=== Texto para leitura ===
Por: Janis Cassilia
Professora e pesquisadora do IHBAJA
É certo e assunto já discutido que o governo getulista do Estado Novo baseou-se na personificação do poder na figura do presidente, tratando-o como figura interessada em salvar a nação. Getúlio Vargas foi considerado o “pai dos pobres”. Por decretar direitos importantes para o trabalhador, como a Consolidação das Leis Trabalhistas. A ele eram endereçados inúmeras cartas pedindo auxílio. Eram solicitações de emprego, viagens, casas, remédios, etc. Uma simples visita do então presidente virava uma manifestação popular e patriótica.
===
# Lista de atividades
A – Reescreva de forma mais curta o parágrafo do texto sobre o governo de Getúlio Vargas que começa com "É certo e assunto já discutido", mantendo os fatos principais.
B – Escreva a continuação do texto sobre o governo de Getúlio Vargas, começando logo depois da última frase.
Os registros não entram em nada nesta parte.
=== Lista de dados ===
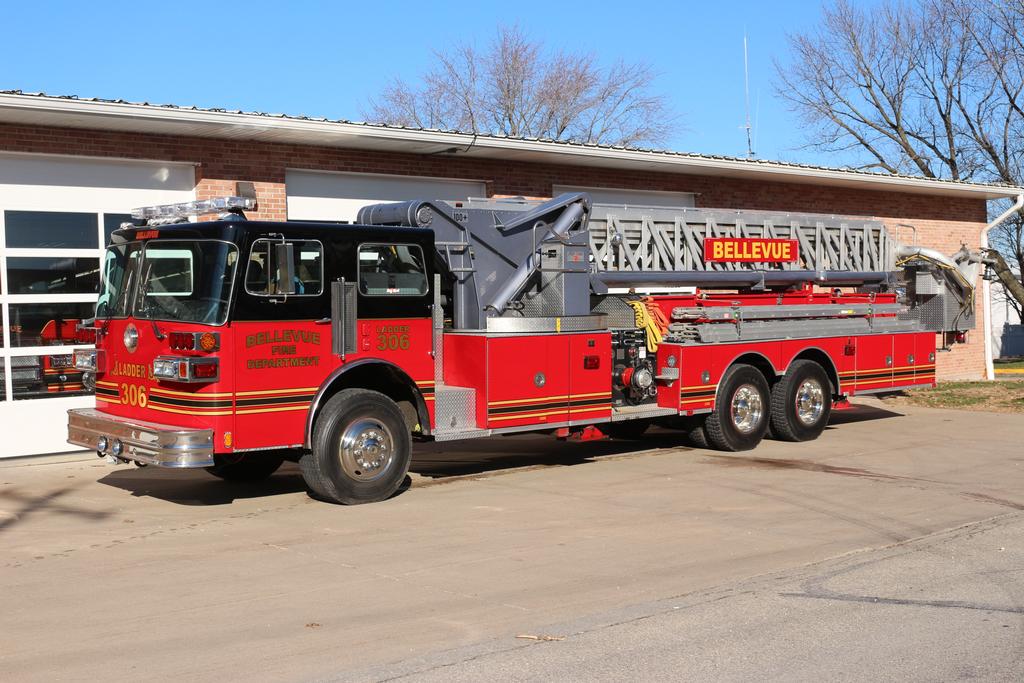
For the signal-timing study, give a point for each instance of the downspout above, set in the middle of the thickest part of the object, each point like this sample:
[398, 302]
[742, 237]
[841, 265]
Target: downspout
[986, 293]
===
# Respostas das atividades
A – O governo de Getúlio Vargas no Estado Novo concentrou o poder na figura do presidente, tratado como o salvador da nação. Chamado de "pai dos pobres" por decretar direitos trabalhistas importantes, como a Consolidação das Leis Trabalhistas, ele recebia muitas cartas com pedidos de emprego, viagens, casas e remédios. Uma simples visita sua virava uma manifestação popular e patriótica.

B –
Assim eram as visitas de Getúlio à Colônia Juliano Moreira. Inaugurada em 1924, durante as décadas de 40 e 50 recebeu incentivo financeiro federal para aumentar suas instalações e transformar-se em centro de excelência no tratamento psiquiátrico. Era o enorme hospital-colônia de Jacarepaguá que abrigava na década de 50 mais de 3 mil pacientes. A cada novo pavilhão, núcleo, hospital, ambulatórios ou outros edifícios e serviços, autoridades vinham para a instituição e realizavam as cerimônias de inauguração. Getúlio era um deles, na verdade, a figura mais importante, a que discursos eram proferidos em homenagem.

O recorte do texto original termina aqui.